**Exercises to complete**
1 > In the late-season deer food post, when do deer begin to favor honeysuckle?
2 > Which plants does the late-season deer food post name as late-season food sources for deer?
3 > Set down the passage of the late-season deer food post that opens with the words containing "Mark’s post a" and closes with "time of year.".

**Page excerpt**
Mark’s post a couple weeks back on late season food source hunting actually prompted me to pen this blog post. His post included some clear, concise tips about locating primary late season food sources. My post today will be about identifying the late season food sources that deer really hit hard, but are often overlooked by deer hunters this time of year.
If you have followed my posts here on W2H with any regularity over the last 6 months, then you are well aware of how proud I am of the food plots planted on our property, and how instrumental they are to our family’s hunting success. Well, excuse me for a moment while I remove my foot out of my mouth. Our food plots were alive and well heading into the hunting season, but a month of no rainfall, and an over populated deer herd resulted in food plots that were burnt up, and eaten down, respectively. The result was a terribly slow rut as far as mature buck sightings were concerned, and will further result in an even slower late season… IF I resign myself to hunting around the food plots.
While I’d certainly rather have my food plots booming and deer pouring into them every night, the silver lining is that whitetails have gotten along just fine for many, many years before food plots existed. Whitetail deer are the ultimate browser, and there’s not much in the woods that they won’t consume. Sure, there are preferred food sources that they favor over others, but come late season, when those preferred food sources are gone, there are hidden browse species that deer take quite a liking to. Below are a few of their favorites I have found and look for on my hunting property.
This non-native invasive plant is a highly preferred food source for deer year round as they will consume the leaves, twigs, and berries. Honey suckle is shade tolerant and can be found in previously disturbed areas (clear cuts, logging roads, forest openings, etc.). It stays green year round in Virginia and its invasive nature allows it to withstand heavy browsing. Japanese honeysuckle is extremely high in protein, and I notice deer really begin to favor the honey suckle in early December when food plots are either exhausted or have gone dormant, and the majority of the acorns have been cleaned off the forest floor.
Wild grapes are another late season food source that I consider when hanging my post-rut stands. Keep in mind; I will only hang a stand in an area with an abundance of grapevines. If I hung a stand in every tree that shared a grapevine I’d have countless stands in the woods. However, where wild grapes are plentiful, you will surely be seeing some good deer numbers during the late season. Also expect a gang of turkeys to pluck their way through the forest as well.
Multi-floral Rose Bushes and Greenbrier
I’ve combined these two species together into their own category because they are so similar (and sharp and spiky!). These two early succession species are also a favorite of the local deer herd on my property during the late season because they are still green, obviously, and they contain a tremendous amount of moisture. Deer receive the majority of their moisture intake from various species of vegetation and from dew, not from going to water sources. Look for dense thickets of multi-floral rose bushes and greenbrier in clear cuts or otherwise previously disturbed areas and you might have a mature buck under stay before you know it.

**Dataset**
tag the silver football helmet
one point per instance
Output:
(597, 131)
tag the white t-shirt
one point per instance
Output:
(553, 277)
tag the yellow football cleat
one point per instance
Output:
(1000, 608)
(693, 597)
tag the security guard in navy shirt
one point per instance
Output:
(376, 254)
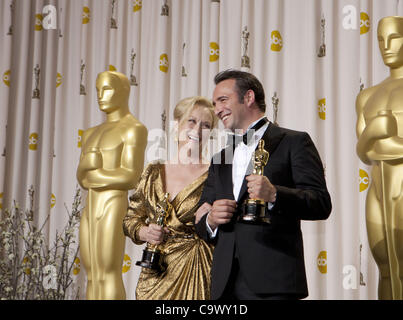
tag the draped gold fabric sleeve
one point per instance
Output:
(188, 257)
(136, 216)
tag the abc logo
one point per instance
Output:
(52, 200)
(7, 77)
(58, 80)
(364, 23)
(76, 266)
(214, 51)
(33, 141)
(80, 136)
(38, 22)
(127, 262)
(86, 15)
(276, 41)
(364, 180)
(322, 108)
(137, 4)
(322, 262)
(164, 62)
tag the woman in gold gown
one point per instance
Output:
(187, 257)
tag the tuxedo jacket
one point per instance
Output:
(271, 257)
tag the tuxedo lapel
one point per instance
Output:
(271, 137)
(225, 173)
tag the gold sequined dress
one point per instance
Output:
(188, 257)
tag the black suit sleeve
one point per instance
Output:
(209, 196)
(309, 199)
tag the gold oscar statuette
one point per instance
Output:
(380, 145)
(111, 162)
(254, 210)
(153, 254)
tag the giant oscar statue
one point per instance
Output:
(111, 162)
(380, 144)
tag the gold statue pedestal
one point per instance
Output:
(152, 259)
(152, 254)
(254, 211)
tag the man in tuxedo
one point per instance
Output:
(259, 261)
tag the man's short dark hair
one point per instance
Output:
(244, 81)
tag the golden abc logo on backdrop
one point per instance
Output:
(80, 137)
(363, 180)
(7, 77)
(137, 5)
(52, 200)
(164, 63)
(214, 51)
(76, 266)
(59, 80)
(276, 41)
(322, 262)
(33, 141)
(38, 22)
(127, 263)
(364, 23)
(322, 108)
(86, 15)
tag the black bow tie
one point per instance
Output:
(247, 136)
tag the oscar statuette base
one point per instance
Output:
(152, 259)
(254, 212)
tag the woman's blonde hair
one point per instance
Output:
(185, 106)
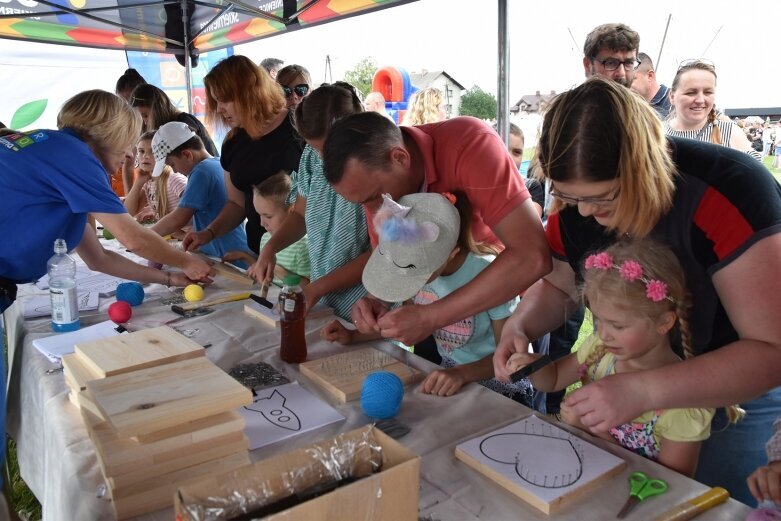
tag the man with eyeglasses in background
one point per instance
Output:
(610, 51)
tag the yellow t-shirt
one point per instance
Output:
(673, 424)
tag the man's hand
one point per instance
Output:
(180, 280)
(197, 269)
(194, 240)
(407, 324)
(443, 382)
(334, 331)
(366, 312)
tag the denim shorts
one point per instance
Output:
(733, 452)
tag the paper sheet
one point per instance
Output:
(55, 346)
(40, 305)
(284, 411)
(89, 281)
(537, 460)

**Per-task outputs**
1 > In early December, when food plots are exhausted or dormant and most acorns have been cleaned off the forest floor.

2 > Japanese honeysuckle, wild grapes, multi-floral rose bushes, greenbrier

3 >
Mark’s post a couple weeks back on late season food source hunting actually prompted me to pen this blog post. His post included some clear, concise tips about locating primary late season food sources. My post today will be about identifying the late season food sources that deer really hit hard, but are often overlooked by deer hunters this time of year.